◆ The request ◆
Show each line of the items below that contains the word "pool".

◆ Records shown ◆

====

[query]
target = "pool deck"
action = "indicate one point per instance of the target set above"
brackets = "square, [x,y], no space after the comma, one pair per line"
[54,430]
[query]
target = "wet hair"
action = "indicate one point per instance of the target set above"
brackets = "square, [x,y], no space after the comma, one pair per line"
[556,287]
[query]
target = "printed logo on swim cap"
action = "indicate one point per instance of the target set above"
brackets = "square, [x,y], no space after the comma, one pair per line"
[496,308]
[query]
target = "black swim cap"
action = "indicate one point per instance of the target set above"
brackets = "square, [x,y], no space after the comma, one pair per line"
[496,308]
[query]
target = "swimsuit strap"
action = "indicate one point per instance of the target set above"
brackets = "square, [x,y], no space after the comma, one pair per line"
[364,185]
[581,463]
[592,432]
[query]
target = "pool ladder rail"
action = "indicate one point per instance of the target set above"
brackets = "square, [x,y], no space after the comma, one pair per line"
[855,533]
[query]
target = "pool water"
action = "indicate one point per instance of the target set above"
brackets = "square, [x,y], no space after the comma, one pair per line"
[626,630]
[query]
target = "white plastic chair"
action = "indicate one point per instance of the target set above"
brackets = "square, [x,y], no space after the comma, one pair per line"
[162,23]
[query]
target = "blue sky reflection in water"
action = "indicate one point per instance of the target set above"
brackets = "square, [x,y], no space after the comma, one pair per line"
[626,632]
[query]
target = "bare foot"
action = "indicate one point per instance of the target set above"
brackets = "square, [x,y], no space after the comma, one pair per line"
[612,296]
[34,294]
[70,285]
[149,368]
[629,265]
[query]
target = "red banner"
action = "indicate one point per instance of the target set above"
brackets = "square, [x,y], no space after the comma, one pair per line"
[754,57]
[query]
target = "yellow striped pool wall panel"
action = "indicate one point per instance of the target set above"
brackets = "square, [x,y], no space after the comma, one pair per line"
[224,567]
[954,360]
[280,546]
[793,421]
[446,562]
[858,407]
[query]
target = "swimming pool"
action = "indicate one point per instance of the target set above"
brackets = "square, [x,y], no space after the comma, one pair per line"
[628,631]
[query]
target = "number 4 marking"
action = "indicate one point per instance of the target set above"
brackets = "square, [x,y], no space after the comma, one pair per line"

====

◆ Answer to the problem ◆
target = "pool deck"
target = "pool ladder rail"
target = "pool water"
target = "yellow striped pool wall panel"
target = "swimming pool"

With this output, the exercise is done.